- PROMPT:
A word-for-word copy of every entry below is required; the images do not belong in it.

#### PROVIDED INFORMATION

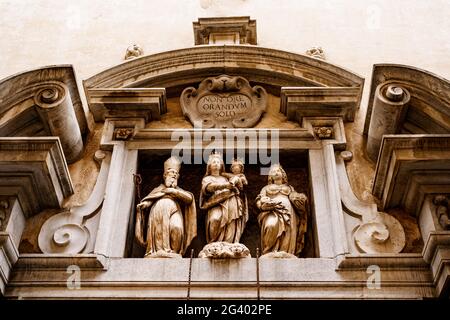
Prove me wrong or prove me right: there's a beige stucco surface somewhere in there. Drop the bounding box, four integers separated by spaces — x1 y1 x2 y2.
1 0 449 82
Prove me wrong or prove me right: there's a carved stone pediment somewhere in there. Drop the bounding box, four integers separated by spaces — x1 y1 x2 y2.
180 75 267 128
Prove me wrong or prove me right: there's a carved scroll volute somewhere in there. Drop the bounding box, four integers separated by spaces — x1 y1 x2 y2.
336 153 406 254
38 150 110 254
34 81 84 163
180 75 267 128
366 82 410 161
353 212 406 254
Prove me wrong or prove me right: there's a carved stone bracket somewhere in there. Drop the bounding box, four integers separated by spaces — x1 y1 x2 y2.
198 242 251 258
180 75 267 128
38 150 111 254
336 153 406 254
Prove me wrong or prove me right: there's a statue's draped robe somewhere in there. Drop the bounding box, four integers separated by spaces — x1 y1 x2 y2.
135 184 197 256
200 175 248 243
257 184 307 255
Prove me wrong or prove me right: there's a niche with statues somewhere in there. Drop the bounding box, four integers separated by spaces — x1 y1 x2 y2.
127 149 316 259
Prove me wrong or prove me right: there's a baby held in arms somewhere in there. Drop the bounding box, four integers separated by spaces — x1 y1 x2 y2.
221 158 248 194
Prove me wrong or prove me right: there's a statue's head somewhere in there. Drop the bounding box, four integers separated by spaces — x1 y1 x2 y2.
163 156 181 187
206 151 225 176
268 163 288 184
230 158 244 174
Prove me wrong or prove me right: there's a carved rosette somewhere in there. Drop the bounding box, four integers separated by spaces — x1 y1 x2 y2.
314 126 333 139
180 75 267 128
114 128 134 140
198 242 251 258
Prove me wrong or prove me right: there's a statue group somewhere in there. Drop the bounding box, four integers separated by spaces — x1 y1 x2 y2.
135 153 308 259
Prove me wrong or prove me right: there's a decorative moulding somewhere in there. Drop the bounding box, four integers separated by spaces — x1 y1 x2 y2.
15 253 108 270
180 74 267 128
129 128 317 151
193 16 257 45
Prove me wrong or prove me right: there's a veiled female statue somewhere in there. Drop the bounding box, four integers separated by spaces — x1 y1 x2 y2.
200 153 248 244
256 163 308 256
135 156 197 257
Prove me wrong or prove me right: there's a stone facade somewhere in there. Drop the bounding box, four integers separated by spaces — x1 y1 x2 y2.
0 2 450 299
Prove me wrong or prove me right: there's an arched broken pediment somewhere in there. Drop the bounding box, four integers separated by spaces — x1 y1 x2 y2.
364 65 450 221
83 45 364 125
84 45 364 90
365 64 450 136
0 65 87 163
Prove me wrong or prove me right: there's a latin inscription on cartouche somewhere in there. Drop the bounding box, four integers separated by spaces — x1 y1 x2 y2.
180 75 267 128
198 94 251 120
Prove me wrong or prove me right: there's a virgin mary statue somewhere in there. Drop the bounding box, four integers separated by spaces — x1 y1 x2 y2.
200 153 248 244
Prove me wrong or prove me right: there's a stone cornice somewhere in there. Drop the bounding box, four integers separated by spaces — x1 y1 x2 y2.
86 88 167 122
372 134 450 211
280 86 361 122
83 46 364 99
0 137 73 217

########

- REPLY:
Prove me wrong or prove me right: there's a beige stucco surface somewhere in there. Drop the bounding box, four integers separated by spaces — x1 y1 x2 y2.
1 0 449 82
Prove me wrong or prove me right: there's a carved stone pediment somewhere in there. Drop the bounding box, four integers separated by spaces — x1 y1 x2 y2.
180 75 267 128
Prove me wrong or prove me right: there's a carved scroll volute somewhere in there. Drop the bounding box, four integers separated by spaces — x1 y1 x2 y2.
336 153 406 254
38 150 110 254
34 81 84 163
180 75 267 128
366 82 410 161
353 212 406 254
Prove me wrong or prove me right: there's a carved stone bracket somewhere in there. Drop the bounding box, four integers separated by spaces — x1 y1 x2 y2.
198 242 251 258
180 75 267 128
38 150 111 254
336 153 406 254
Prove me wrong or prove me right: there's a statue's draped robe somewhere in there. Drop the bounding box, four integers separated by spaces — x1 y1 x2 y2.
135 184 197 256
200 175 248 243
257 184 307 255
Prove me wrong or prove me right: there's a niche with statues somewhere in there. Drop the bounding box, four integers separated by spaces — x1 y1 x2 y2.
127 149 316 259
Prove me wrong or prove me right: there's a baby held in arms somewhere in there. Drop the bounding box, four integers separated by spaces — x1 y1 x2 y2.
221 158 248 194
Prove me wrong or prove me right: there's a statue's head somewhere in there. Drop the bounding box, four integers separated by spaces — x1 y1 x2 y2.
163 156 181 187
206 151 225 176
268 163 288 184
230 158 244 174
Prove me wrong or prove me right: there's a carved rosette somewhere in there. Drop the bounding box, four integers separated by spaces — x1 y1 x2 y2.
314 126 333 139
180 75 267 128
114 128 134 140
198 242 251 258
Prove me wrong or prove me right: there's a statue group somewhere in there. Drop the bounding box, four integers separated by spaces — x1 y1 x2 y2.
135 153 308 259
Prove me wrong or prove me right: there's a decorative moulding somewhere in there. Drop the bounding box, four integers separated by spaces — x1 y1 x2 y2.
15 253 108 270
180 74 267 128
129 128 317 151
193 16 257 45
Prove me wrong or prove me right: there's a veiled female statue somewhere in there. Drop the bounding box, four integers separated by spaces — x1 y1 x2 y2.
200 153 248 244
256 163 308 256
135 156 197 257
Prove me wrong or prove me right: there's a stone facade somewhere in there. Drop the bounding box, four integers separated by spaces — x1 y1 x2 y2.
0 2 450 299
Prove me wrong or prove me right: there's an arched broken pediment somewhere in there. Drop the bounding box, four integers separated by spaces — x1 y1 x2 y2.
364 65 450 221
83 45 364 125
84 45 364 90
365 64 450 136
0 65 87 163
Prove me wrong or prove me right: there's a latin inscription on cartouche somewhere in there. Drop the bounding box, four integers separated by spaces — x1 y1 x2 y2.
180 75 267 128
198 94 251 120
Prove me wrong or prove me right: there's a virgin mary statue somewhere in there. Drop the bounding box, four integers separated by spaces — x1 y1 x2 y2.
200 153 248 244
Prove me wrong or prove me right: there's a stone cornice somewhere in there. Drop the bounding box, four integers separated by spaces — x1 y1 x2 y2.
86 88 167 122
372 134 450 211
280 86 361 122
83 46 364 99
0 137 73 217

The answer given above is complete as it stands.